_Zu bearbeitende Aufgaben_
**a)** Prüfe anhand des Textes über den Ausbildungsweg, ob diese Aussagen zutreffen: (i) Im Vorbereitungskurs wurden Tischler- und Bodenlegerarbeiten gelernt. (ii) Das Abschlusszeugnis gab es im September 2011. (iii) Die Schnupperlehre fand bei Spar in Obertrum statt. Beantworte jede mit Ja oder Nein und zitiere die ausschlaggebenden Worte wörtlich.
**b)** Fasse den Absatz des Textes über den Ausbildungsweg, der mit „2009 habe ich“ beginnt, als Stichpunktliste zusammen und behalte dabei die wesentlichen Fakten bei.
**c)** Führe den Text über den Ausbildungsweg im Anschluss an seinen letzten Satz weiter.

_Bereitgestellter Text_

= = = =

2009 habe ich in beim Verein Einstieg einen Vorbereitungskurs gemacht, weil man für den externen Hauptschulabschluss 16 Jahre alt sein muss. Dort habe ich Tischler- und Bodenlegerarbeiten gelernt, daneben haben wir Deutschkurse gehabt und geübt, Bewerbungen zu schreiben und uns bei Vorstellungsgesprächen zu präsentieren. Meine Fortschritte beim Deutschlernen haben mich motiviert, und ich war immer neugierig und offen, etwas Neues zu lernen. 2010-2011 habe ich dann den Pflichtschulabschluss gemacht und im Juli 2011 das Abschlusszeugnis mit lauter Einsern bekommen. Im Sommer 2011 habe auch ich eine Schnupperlehre bei Spar in Obertrum gemacht. Weil man mit meiner Arbeit sehr zufrieden war, durfte ich dort gleich im September mit einer Lehre beginnen. Ich habe mich sehr gefreut, so schnell eine Lehrstelle gefunden zu haben.

= = = =

_Angezeigte Informationen_
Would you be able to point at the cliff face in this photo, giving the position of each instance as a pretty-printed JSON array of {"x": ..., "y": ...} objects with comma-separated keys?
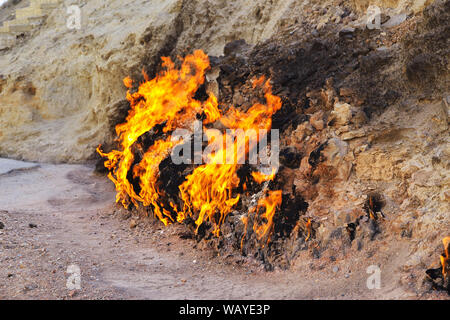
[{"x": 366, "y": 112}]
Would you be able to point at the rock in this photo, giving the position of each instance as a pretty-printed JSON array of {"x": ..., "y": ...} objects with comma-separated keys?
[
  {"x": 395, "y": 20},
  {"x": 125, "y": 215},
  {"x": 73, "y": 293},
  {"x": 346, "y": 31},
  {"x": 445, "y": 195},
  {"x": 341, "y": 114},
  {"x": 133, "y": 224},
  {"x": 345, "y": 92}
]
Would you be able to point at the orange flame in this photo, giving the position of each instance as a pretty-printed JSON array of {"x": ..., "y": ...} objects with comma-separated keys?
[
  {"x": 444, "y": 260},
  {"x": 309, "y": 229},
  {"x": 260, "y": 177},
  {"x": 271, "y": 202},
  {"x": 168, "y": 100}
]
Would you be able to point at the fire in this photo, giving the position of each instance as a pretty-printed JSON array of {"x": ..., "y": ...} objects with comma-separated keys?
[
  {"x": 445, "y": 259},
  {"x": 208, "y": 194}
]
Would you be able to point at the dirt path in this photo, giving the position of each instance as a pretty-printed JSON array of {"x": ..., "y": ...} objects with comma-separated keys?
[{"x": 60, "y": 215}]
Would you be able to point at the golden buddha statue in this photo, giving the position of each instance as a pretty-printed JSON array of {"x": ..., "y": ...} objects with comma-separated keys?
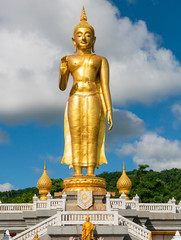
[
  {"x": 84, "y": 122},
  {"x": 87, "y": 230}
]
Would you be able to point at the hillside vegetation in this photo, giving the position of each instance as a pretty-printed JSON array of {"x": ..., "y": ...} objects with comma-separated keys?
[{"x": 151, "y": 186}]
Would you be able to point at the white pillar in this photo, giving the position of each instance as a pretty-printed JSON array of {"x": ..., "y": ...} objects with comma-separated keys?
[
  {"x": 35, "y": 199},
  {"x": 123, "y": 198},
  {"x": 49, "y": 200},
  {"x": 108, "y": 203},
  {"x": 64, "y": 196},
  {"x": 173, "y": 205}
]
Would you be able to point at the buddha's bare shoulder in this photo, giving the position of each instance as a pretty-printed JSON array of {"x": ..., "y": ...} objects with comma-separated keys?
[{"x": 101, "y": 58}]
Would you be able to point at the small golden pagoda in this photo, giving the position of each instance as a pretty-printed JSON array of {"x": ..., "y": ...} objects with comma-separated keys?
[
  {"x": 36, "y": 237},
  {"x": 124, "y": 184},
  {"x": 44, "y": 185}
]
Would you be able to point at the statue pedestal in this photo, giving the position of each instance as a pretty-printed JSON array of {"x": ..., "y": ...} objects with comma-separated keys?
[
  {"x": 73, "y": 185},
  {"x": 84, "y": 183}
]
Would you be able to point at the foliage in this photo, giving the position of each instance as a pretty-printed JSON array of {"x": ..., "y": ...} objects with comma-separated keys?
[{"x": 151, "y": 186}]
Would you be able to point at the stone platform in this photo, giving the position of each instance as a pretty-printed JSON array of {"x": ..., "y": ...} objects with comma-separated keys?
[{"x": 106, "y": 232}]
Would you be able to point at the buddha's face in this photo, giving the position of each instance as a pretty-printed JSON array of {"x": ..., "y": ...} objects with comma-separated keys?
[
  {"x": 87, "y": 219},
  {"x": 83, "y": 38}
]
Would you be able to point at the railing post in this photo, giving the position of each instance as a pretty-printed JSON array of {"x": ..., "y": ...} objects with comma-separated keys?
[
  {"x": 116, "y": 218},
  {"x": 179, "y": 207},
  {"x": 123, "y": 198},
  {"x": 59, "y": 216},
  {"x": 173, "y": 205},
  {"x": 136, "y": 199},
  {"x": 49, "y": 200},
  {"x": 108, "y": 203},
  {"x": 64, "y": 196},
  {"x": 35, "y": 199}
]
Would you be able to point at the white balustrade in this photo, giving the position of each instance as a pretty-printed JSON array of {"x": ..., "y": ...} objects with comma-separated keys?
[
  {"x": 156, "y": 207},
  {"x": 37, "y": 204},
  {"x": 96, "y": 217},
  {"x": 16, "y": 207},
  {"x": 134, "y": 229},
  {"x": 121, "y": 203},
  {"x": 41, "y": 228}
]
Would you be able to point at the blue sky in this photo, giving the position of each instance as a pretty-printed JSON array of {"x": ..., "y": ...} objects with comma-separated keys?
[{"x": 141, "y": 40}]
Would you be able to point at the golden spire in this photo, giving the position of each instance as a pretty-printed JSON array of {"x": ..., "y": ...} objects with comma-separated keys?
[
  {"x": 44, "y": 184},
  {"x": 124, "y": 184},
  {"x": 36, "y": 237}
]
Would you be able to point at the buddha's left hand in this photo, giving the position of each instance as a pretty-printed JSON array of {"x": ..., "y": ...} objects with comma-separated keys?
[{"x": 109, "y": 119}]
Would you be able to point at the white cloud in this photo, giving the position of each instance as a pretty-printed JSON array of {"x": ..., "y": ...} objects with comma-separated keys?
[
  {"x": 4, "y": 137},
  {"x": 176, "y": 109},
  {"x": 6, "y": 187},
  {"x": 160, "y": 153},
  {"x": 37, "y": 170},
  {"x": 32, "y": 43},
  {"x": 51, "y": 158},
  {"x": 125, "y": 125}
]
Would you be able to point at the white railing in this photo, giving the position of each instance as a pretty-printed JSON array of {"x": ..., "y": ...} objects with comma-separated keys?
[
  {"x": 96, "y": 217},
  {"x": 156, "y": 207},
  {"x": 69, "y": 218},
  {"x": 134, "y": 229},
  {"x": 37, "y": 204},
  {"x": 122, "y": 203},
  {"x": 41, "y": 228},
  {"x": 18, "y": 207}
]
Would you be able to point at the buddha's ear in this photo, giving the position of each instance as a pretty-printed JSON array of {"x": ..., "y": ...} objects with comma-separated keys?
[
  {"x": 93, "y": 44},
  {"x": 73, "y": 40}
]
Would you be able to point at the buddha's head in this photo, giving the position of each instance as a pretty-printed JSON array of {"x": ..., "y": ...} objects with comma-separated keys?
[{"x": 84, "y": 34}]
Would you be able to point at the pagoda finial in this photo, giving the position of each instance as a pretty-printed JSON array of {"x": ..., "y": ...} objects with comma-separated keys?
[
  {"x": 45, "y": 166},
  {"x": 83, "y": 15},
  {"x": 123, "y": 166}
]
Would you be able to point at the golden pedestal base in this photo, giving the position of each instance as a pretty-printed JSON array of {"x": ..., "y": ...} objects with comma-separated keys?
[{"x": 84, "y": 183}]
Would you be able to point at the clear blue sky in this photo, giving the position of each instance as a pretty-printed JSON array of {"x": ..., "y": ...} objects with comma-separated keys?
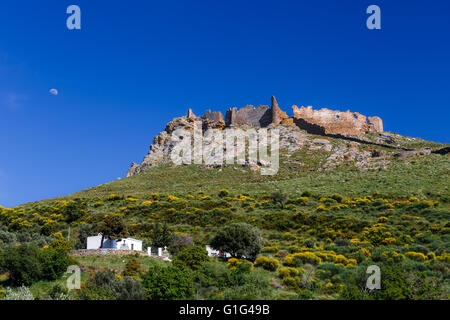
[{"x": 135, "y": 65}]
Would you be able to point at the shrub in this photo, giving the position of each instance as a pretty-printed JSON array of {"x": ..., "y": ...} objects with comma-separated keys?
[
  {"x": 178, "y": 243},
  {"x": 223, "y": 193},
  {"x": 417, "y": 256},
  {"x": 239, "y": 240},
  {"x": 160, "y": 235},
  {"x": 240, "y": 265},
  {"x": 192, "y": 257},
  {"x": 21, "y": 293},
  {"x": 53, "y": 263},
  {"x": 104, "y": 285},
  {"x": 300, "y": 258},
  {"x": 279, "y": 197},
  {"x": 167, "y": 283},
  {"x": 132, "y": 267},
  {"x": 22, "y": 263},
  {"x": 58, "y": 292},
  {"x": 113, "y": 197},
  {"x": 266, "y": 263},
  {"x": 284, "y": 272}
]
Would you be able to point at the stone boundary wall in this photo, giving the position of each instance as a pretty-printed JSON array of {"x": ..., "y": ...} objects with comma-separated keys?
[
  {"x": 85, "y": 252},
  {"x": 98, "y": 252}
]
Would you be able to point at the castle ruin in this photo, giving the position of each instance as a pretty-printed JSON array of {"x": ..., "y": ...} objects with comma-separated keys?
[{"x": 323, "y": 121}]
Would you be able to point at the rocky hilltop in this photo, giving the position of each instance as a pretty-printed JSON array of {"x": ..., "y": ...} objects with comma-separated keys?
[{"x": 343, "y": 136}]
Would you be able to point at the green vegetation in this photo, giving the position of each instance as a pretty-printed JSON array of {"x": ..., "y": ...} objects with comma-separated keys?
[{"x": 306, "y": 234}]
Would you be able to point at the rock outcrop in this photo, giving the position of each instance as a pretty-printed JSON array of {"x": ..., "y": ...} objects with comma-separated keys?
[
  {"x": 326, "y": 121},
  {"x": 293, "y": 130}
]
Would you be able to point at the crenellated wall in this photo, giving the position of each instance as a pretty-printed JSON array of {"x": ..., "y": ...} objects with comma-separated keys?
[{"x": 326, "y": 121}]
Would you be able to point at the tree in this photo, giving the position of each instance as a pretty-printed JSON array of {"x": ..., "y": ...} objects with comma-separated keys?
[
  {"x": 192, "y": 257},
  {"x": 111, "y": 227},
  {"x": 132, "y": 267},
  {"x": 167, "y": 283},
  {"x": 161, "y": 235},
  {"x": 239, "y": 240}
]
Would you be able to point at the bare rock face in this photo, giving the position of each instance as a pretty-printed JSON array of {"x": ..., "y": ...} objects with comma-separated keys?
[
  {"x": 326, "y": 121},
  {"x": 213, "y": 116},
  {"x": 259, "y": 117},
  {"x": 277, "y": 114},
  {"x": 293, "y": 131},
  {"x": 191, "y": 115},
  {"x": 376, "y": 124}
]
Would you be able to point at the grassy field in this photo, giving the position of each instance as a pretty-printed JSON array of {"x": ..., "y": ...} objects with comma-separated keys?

= = = =

_Ergebnisse in Reihenfolge_
**a)**
(i) Ja: „Dort habe ich Tischler- und Bodenlegerarbeiten gelernt“
(ii) Nein: „im Juli 2011 das Abschlusszeugnis mit lauter Einsern bekommen“
(iii) Ja: „eine Schnupperlehre bei Spar in Obertrum gemacht“

**b)**
- 2009: Vorbereitungskurs beim Verein Einstieg, da der externe Hauptschulabschluss ein Mindestalter von 16 Jahren voraussetzt
- Kursinhalte: Tischler- und Bodenlegerarbeiten, Deutschkurse, Bewerbungen schreiben, Vorstellungsgespräche üben
- Motivation durch Fortschritte beim Deutschlernen, Neugier und Offenheit für Neues
- 2010–2011: Pflichtschulabschluss, im Juli 2011 Abschlusszeugnis mit lauter Einsern
- Sommer 2011: Schnupperlehre bei Spar in Obertrum
- Aufgrund großer Zufriedenheit mit der Arbeit Beginn einer Lehre dort im September
- Freude über die schnell gefundene Lehrstelle

**c)**
TT: Was ist dann passiert?
Feysal: Da habe ich den Fehler gemacht, die Lehre nach einem halben Jahr abzubrechen. Mir war das Geld, dass ich als Lehrling bekommen habe, einfach zu wenig, und ich wollte lieber als Hilfsarbeiter arbeiten. Noch dazu sind in dieser Zeit meine Eltern nach Österreich gekommen. Sie waren neu hier und haben die Sprache nicht gekannt. Wenn sie einen Termin hatten, musste ich mitgehen, um für sie zu übersetzen. Das war sehr schwierig neben der Arbeit und der Berufsschule.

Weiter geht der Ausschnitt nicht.